EXERCISE BRIEF: Rewrite the records from the line containing "I bet you can't find shrub in here." through the line containing "[854,438,928,464]" as a Markdown table with two columns, Row and Line. Give each non-blank line a row number and skip blank lines.

-- -- --

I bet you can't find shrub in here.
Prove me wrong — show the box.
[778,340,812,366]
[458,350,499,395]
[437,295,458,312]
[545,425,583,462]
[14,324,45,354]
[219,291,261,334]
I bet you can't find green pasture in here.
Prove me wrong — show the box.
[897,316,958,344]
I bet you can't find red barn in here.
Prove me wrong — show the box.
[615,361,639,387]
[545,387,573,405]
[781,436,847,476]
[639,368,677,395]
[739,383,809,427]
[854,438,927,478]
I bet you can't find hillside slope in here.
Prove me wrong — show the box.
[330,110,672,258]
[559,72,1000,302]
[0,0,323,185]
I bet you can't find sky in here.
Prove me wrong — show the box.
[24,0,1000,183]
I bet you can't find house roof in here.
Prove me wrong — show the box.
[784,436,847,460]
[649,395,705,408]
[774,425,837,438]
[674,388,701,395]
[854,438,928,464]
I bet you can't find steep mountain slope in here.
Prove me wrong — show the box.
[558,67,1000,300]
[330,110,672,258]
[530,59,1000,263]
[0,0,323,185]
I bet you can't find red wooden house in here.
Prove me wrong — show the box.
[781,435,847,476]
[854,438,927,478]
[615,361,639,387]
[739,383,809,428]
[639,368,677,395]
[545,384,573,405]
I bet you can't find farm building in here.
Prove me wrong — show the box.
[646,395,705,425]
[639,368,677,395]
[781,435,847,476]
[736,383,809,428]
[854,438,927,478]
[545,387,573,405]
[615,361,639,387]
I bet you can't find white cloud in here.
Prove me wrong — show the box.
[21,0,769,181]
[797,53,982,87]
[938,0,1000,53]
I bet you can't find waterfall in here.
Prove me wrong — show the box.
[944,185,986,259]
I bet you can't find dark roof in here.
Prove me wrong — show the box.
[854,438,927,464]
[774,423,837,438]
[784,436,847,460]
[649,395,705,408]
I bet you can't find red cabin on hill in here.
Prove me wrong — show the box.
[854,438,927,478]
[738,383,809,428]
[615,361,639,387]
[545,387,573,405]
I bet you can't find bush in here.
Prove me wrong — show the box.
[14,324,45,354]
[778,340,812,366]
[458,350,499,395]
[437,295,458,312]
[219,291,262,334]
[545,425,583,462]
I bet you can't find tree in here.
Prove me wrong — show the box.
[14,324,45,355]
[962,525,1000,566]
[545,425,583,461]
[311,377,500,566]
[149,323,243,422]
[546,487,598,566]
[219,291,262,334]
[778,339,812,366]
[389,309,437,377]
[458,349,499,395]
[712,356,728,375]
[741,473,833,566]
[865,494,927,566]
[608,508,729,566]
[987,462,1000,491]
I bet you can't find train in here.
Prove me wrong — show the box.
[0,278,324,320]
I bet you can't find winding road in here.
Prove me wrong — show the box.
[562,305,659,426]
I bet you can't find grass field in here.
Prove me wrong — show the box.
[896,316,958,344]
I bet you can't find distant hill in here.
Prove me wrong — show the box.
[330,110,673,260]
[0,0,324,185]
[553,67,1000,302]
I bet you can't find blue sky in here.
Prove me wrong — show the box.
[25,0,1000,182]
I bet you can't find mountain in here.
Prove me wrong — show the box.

-- -- --

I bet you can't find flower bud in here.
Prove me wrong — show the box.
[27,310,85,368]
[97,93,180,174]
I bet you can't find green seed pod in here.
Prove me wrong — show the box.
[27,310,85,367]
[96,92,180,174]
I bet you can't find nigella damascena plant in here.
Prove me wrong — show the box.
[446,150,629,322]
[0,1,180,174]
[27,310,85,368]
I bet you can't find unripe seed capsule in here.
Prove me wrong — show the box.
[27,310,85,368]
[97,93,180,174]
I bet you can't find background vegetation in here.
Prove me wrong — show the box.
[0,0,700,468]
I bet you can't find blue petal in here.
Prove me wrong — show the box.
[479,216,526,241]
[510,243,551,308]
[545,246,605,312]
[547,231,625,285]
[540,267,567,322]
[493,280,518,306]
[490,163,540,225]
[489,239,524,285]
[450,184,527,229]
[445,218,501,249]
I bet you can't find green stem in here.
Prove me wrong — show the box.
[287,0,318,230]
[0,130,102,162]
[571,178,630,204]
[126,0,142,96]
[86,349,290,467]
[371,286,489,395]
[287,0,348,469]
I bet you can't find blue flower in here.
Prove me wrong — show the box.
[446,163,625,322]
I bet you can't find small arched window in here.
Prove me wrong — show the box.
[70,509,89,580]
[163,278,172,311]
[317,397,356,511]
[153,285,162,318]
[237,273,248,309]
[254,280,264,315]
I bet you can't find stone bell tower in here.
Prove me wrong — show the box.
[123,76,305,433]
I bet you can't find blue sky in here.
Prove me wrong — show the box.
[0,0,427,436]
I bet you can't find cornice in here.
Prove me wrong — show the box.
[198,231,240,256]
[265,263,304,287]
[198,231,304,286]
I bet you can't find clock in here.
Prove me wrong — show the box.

-- -- --

TASK RESULT:
| Row | Line |
|---|---|
| 1 | I bet you can't find shrub in here. |
| 2 | Prove me wrong — show the box. |
| 3 | [778,340,812,366] |
| 4 | [458,350,499,395] |
| 5 | [437,295,458,312] |
| 6 | [545,425,583,462] |
| 7 | [14,324,45,354] |
| 8 | [219,291,261,334] |
| 9 | I bet you can't find green pasture in here. |
| 10 | Prove me wrong — show the box. |
| 11 | [897,316,958,344] |
| 12 | I bet you can't find red barn in here. |
| 13 | Prove me wrong — show the box. |
| 14 | [615,361,639,387] |
| 15 | [545,387,573,405] |
| 16 | [781,436,847,476] |
| 17 | [639,368,677,395] |
| 18 | [739,383,809,427] |
| 19 | [854,438,927,478] |
| 20 | I bet you can't find hillside slope in here. |
| 21 | Prove me wrong — show the box. |
| 22 | [330,110,672,258] |
| 23 | [559,72,1000,302] |
| 24 | [0,0,323,185] |
| 25 | I bet you can't find sky in here. |
| 26 | Prove me wrong — show the box. |
| 27 | [24,0,1000,183] |
| 28 | I bet you can't find house roof in here. |
| 29 | Prove me wrong — show the box. |
| 30 | [784,436,847,460] |
| 31 | [649,395,705,408] |
| 32 | [774,425,837,438] |
| 33 | [674,388,701,395] |
| 34 | [854,438,928,464] |